— start TASK MATERIAL —

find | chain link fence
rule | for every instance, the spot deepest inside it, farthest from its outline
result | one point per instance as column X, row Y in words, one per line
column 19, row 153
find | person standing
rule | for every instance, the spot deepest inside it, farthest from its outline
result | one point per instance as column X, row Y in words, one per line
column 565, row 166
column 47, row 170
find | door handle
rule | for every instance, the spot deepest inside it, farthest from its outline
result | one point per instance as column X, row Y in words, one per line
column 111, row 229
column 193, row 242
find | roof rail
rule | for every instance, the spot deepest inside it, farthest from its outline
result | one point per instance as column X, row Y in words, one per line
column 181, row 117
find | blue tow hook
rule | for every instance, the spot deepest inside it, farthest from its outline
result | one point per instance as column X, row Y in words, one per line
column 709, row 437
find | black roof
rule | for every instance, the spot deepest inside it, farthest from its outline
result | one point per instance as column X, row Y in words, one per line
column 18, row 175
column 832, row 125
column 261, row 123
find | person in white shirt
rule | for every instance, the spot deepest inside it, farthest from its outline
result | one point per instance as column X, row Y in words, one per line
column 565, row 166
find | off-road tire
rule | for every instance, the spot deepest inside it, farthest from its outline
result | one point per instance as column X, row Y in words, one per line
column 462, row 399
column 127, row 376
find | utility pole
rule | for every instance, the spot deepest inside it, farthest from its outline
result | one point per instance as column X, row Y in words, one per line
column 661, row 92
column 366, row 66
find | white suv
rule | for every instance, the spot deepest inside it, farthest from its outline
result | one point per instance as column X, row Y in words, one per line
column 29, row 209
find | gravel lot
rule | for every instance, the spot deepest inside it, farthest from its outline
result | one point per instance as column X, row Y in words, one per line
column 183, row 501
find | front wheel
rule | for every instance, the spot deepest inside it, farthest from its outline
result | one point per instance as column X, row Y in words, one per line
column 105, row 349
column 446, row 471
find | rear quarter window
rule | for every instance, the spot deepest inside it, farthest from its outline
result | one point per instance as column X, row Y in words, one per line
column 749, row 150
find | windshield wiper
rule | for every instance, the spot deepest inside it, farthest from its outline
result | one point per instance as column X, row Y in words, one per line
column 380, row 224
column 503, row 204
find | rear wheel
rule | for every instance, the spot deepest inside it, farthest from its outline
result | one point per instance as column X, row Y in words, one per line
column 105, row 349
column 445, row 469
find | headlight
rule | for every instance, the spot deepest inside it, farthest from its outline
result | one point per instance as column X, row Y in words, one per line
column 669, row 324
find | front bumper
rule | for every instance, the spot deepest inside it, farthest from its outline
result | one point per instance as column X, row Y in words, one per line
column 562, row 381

— end TASK MATERIAL —

WHAT IS BEING ASKED: Can you put the records from the start through the line that contains "column 19, row 153" into a two-column CSV with the headers text and answer, one row per record, with each value in a single quoted field and line breaks changed to spaces?

ANSWER TO THIS TASK:
text,answer
"find | chain link fence rule | for every instance, the spot deepest inside it, farthest from its outline result | one point per instance as column X, row Y in words, one per line","column 19, row 153"